--- Quoted passage ---

[BEGIN]

Reduced parallelism for TransposeQ, making each thread read and write within its own cache lines

theraysmith · copybara-github · commit 684a0444e9bb · 2025-10-02T08:15:16.000-07:00
PiperOrigin-RevId: 814241032
diff --git a/gemma/flash_attention.cc b/gemma/flash_attention.cc
@@ -61,22 +61,30 @@ static constexpr size_t kNFx8HTileSize = 8;
 static void TransposeQ(const MatPtrT<float>& q, MatPtrT<float>& q_t,
                        const size_t qbatch_size, ThreadingContext& ctx) {
   static const auto zone = ctx.profiler.AddZone("Gen.Attention.TransposeQ");
+  // Group floats by the number of floats in a cache line.
+  const size_t kNF = ctx.cache_info.LineBytes() / sizeof(float);
   const size_t num_heads = q.Cols() / q_t.Rows();
   const size_t batch_size = q.Rows() / qbatch_size;
   const auto func = [&](const size_t task, size_t worker) HWY_ATTR {
     PROFILER_ZONE3(ctx.profiler, worker, zone);
-    float* HWY_RESTRICT qt_row = q_t.Row(task);
-    for (size_t qi = 0; qi < qbatch_size; ++qi)

[END]

--- To do ---
1 - Retype the commit description above from "theraysmith · copybara-github" up to and including "a cache line.".
2 - In the entries below, from the first line up to and including the line with "[[815, 381]]", substitute "Search phrase" for "Query" and reproduce those lines with no other change.

--- Exercise input ---
[BEGIN]

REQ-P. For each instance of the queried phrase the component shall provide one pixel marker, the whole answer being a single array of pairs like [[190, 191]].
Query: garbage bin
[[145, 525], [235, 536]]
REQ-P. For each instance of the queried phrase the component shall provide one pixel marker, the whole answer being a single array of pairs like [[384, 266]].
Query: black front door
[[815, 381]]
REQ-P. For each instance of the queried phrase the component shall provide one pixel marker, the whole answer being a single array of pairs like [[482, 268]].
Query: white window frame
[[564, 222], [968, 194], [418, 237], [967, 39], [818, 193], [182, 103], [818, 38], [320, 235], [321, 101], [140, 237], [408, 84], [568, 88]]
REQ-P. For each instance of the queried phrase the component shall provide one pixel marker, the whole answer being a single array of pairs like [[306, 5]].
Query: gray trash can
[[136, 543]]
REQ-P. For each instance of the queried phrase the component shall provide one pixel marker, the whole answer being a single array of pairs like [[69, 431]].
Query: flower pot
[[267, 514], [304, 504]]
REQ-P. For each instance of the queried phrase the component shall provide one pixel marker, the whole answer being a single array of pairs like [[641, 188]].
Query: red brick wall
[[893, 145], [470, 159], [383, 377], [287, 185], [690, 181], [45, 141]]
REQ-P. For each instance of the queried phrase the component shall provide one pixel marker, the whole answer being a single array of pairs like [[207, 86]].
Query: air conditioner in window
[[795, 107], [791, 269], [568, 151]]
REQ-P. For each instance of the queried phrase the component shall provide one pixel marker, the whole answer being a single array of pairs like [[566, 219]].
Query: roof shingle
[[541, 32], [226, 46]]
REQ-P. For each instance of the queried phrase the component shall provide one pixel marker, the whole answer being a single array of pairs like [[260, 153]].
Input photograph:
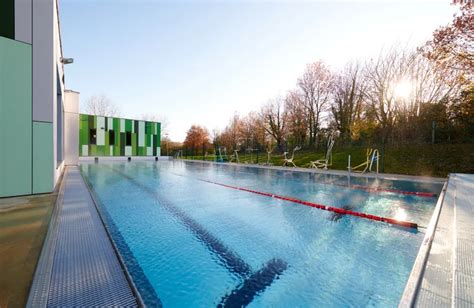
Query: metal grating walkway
[[85, 270], [448, 278]]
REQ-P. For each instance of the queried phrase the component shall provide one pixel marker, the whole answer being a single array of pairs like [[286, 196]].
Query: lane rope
[[388, 220], [395, 191]]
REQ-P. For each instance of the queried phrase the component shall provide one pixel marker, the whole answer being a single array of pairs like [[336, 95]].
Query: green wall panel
[[150, 134], [7, 18], [15, 118], [43, 157]]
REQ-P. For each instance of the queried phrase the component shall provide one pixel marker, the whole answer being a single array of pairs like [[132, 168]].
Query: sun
[[402, 89]]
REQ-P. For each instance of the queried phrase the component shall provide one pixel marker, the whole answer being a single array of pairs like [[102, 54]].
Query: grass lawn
[[23, 225], [427, 160]]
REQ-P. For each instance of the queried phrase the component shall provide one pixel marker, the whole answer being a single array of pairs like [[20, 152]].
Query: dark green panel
[[7, 18], [122, 144], [158, 134], [134, 144], [128, 125], [117, 127], [135, 123], [92, 122]]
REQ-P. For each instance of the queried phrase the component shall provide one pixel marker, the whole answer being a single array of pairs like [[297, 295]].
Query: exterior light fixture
[[67, 60]]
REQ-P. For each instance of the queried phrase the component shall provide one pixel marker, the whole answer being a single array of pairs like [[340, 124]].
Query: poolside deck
[[447, 277], [78, 265]]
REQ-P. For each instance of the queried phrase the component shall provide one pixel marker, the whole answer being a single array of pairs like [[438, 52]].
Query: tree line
[[424, 95]]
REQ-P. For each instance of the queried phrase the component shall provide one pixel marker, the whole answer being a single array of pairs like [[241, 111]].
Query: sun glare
[[402, 89]]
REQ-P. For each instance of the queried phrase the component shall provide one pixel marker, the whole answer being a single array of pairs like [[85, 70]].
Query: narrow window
[[93, 136], [111, 137]]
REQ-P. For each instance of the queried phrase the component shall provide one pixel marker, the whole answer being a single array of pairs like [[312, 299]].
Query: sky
[[200, 62]]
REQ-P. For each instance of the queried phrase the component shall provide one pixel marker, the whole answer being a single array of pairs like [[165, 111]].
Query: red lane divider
[[396, 191], [322, 207]]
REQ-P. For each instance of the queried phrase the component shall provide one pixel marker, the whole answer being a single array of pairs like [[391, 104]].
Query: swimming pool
[[187, 242]]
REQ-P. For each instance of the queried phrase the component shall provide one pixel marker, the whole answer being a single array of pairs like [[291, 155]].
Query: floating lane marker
[[253, 283], [395, 191], [322, 207]]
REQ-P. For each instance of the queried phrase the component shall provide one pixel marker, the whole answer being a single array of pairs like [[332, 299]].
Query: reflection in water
[[401, 214]]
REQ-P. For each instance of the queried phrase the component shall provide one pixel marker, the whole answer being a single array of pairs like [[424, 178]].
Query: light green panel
[[43, 157], [15, 118]]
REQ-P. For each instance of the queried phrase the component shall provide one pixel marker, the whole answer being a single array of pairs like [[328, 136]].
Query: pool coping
[[415, 279], [386, 176], [114, 245], [416, 275], [40, 288]]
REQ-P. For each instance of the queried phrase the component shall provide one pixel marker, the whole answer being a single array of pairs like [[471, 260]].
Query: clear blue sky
[[199, 62]]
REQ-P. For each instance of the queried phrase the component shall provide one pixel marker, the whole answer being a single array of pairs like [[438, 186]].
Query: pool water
[[189, 243]]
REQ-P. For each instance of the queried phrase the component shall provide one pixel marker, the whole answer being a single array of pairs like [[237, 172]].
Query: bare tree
[[316, 88], [274, 121], [452, 46], [348, 100], [101, 105], [197, 137], [230, 137], [383, 76], [162, 119], [297, 120]]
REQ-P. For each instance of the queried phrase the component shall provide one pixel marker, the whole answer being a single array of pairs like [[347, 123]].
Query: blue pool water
[[189, 243]]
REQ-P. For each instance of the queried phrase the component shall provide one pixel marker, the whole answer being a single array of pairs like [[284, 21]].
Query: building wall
[[71, 128], [107, 136], [31, 97]]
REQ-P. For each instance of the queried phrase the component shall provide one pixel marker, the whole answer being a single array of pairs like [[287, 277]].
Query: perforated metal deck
[[85, 271], [447, 280]]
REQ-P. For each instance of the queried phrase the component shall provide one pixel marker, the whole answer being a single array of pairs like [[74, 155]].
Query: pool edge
[[117, 252]]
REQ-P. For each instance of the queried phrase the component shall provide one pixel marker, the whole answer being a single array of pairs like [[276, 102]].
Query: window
[[111, 137], [93, 136]]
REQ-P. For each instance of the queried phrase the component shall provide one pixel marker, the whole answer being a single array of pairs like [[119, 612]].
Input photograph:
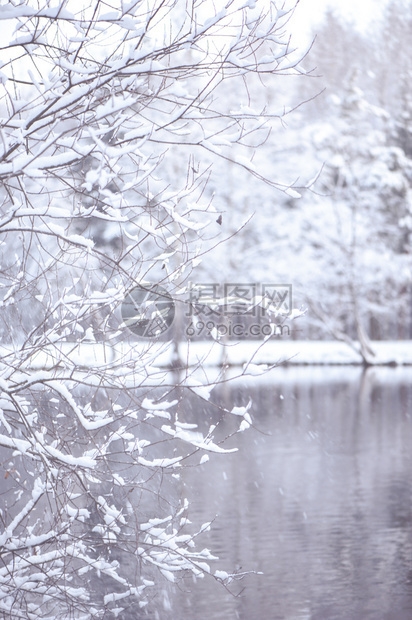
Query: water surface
[[319, 499]]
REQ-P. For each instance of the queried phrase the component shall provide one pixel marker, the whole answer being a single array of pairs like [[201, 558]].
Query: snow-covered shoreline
[[252, 353]]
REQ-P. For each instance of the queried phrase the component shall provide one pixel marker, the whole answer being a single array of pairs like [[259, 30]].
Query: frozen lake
[[319, 499]]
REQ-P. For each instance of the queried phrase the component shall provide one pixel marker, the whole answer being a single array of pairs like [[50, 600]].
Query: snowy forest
[[159, 148]]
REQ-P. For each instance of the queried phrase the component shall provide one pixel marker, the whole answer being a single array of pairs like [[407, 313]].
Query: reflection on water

[END]

--- Results in order ---
1 -
theraysmith · copybara-github · commit 684a0444e9bb · 2025-10-02T08:15:16.000-07:00
PiperOrigin-RevId: 814241032
diff --git a/gemma/flash_attention.cc b/gemma/flash_attention.cc
@@ -61,22 +61,30 @@ static constexpr size_t kNFx8HTileSize = 8;
 static void TransposeQ(const MatPtrT<float>& q, MatPtrT<float>& q_t,
                        const size_t qbatch_size, ThreadingContext& ctx) {
   static const auto zone = ctx.profiler.AddZone("Gen.Attention.TransposeQ");
+  // Group floats by the number of floats in a cache line.

2 -
REQ-P. For each instance of the queried phrase the component shall provide one pixel marker, the whole answer being a single array of pairs like [[190, 191]].
Search phrase: garbage bin
[[145, 525], [235, 536]]
REQ-P. For each instance of the queried phrase the component shall provide one pixel marker, the whole answer being a single array of pairs like [[384, 266]].
Search phrase: black front door
[[815, 381]]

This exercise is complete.